5.使用client-go开发自定义Controller

5.1.创建utils/consts.go

  • 在pkg包下,创建一个utils目录,并在里面创建一个 consts.go 的工具文件,记录一些常量,等会编写controller的时候会用
    package utils
    
    const ControllerAgentName = "app-controller"
    const WorkNum = 5
    const MaxRetry = 10
    
    const (
    	// SuccessSynced is used as part of the Event 'reason' when a App is synced
    	SuccessSynced = "Synced"
    	// ErrResourceExists is used as part of the Event 'reason' when a App fails
    	// to sync due to a Deployment of the same name already existing.
    	ErrResourceExists = "ErrResourceExists"
    
    	// MessageResourceExists is the message used for Events when a resource
    	// fails to sync due to a Deployment already existing
    	MessageResourceExists = "Resource %q already exists and is not managed by App"
    	// MessageResourceSynced is the message used for an Event fired when a App
    	// is synced successfully
    	MessageResourceSynced = "App synced successfully"
    )
    

5.2.创建控制器pkg/controller/controller.go

5.2.1.先展示完整 controller.go 文件

package controller

import (
	"context"
	appcontrollerv1 "crd-controller-demo/pkg/apis/appcontroller/v1"
	clientset "crd-controller-demo/pkg/generated/clientset/versioned"
	"crd-controller-demo/pkg/generated/clientset/versioned/scheme"
	informersv1 "crd-controller-demo/pkg/generated/informers/externalversions/appcontroller/v1"
	listerv1 "crd-controller-demo/pkg/generated/listers/appcontroller/v1"
	"crd-controller-demo/pkg/utils"
	"fmt"
	appsv1 "k8s.io/api/apps/v1"
	corev1 "k8s.io/api/core/v1"

........

任务要求 »
1) 根据文档节选，consts.go 中常量 MaxRetry 的值是多少？
2) 列出文档节选里 consts.go 中定义的全部常量名称。
3) 请原样复写文档节选中以“5.1.创建utils/consts.go”开头、一直延续到“name already existing.”的部分。
这些数据来自另一个来源。

源数据 »
........

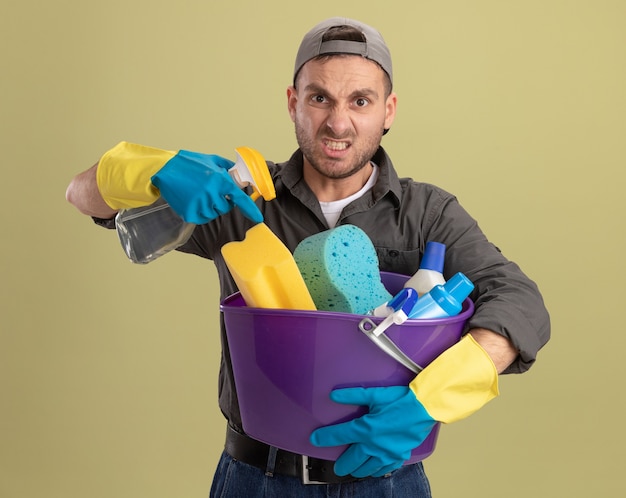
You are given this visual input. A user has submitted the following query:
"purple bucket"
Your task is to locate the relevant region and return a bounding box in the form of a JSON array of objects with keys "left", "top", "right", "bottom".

........

各题答案 »
1) 10

2) ControllerAgentName、WorkNum、MaxRetry、SuccessSynced、ErrResourceExists、MessageResourceExists、MessageResourceSynced

3)
5.1.创建utils/consts.go

  • 在pkg包下,创建一个utils目录,并在里面创建一个 consts.go 的工具文件,记录一些常量,等会编写controller的时候会用
    package utils
    
    const ControllerAgentName = "app-controller"
    const WorkNum = 5
    const MaxRetry = 10
    
    const (
    	// SuccessSynced is used as part of the Event 'reason' when a App is synced
    	SuccessSynced = "Synced"
    	// ErrResourceExists is used as part of the Event 'reason' when a App fails
    	// to sync due to a Deployment of the same name already existing.